▶ [WORK TO COMPLETE] The full set of entries, reproduced exactly, is the expected answer.

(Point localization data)

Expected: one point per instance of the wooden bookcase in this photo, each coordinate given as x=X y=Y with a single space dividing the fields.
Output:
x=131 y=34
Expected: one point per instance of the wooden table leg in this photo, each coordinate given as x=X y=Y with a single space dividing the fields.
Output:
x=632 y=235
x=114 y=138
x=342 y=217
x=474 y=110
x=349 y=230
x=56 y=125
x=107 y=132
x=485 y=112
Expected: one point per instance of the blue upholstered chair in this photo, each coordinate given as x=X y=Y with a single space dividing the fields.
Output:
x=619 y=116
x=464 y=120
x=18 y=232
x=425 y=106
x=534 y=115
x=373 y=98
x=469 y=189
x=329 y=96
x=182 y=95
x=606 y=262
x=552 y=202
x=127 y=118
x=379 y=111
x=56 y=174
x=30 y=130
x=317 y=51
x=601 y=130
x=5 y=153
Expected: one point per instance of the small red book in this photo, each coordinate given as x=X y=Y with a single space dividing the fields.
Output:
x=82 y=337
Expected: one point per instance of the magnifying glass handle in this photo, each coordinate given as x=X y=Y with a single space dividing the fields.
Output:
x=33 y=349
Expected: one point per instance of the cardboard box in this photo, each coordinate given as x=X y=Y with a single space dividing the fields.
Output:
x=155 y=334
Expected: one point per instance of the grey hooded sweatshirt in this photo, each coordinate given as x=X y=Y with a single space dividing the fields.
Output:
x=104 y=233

▶ [FINISHED TASK]
Expected: one point per instance of the wooden bookcase in this photo, each coordinate given as x=X y=Y with a single space dividing the fields.
Output:
x=131 y=34
Expected: one point per instance of the wooden table leg in this photo, each coordinate given as x=X y=Y with a single space dividing the fields.
Output:
x=632 y=235
x=114 y=138
x=342 y=217
x=474 y=110
x=349 y=230
x=56 y=125
x=107 y=132
x=485 y=112
Expected: one point per instance of the blue upholstered chair in this photo, each coordinate given as x=X y=Y with a single space dividing the fields.
Output:
x=619 y=116
x=464 y=120
x=18 y=232
x=425 y=106
x=534 y=115
x=373 y=98
x=469 y=189
x=329 y=96
x=182 y=95
x=606 y=262
x=552 y=202
x=127 y=118
x=379 y=111
x=56 y=174
x=30 y=130
x=317 y=51
x=601 y=130
x=5 y=153
Expected: one point per instance of the small red book in this photo, each coordinate given as x=X y=Y with a single space dividing the fields.
Output:
x=82 y=337
Expected: one point per instance of the magnifying glass handle in this photo, each coordinate given as x=X y=Y with a single space dividing the fields.
Output:
x=33 y=349
Expected: one point per instance of the cardboard box in this photo, each coordinate given as x=X y=Y with a single space dividing the fields.
Output:
x=155 y=334
Expected: one point per instance of the grey hooded sweatshirt in this photo, each coordinate given as x=X y=Y with a single space dividing the fields.
Output:
x=104 y=233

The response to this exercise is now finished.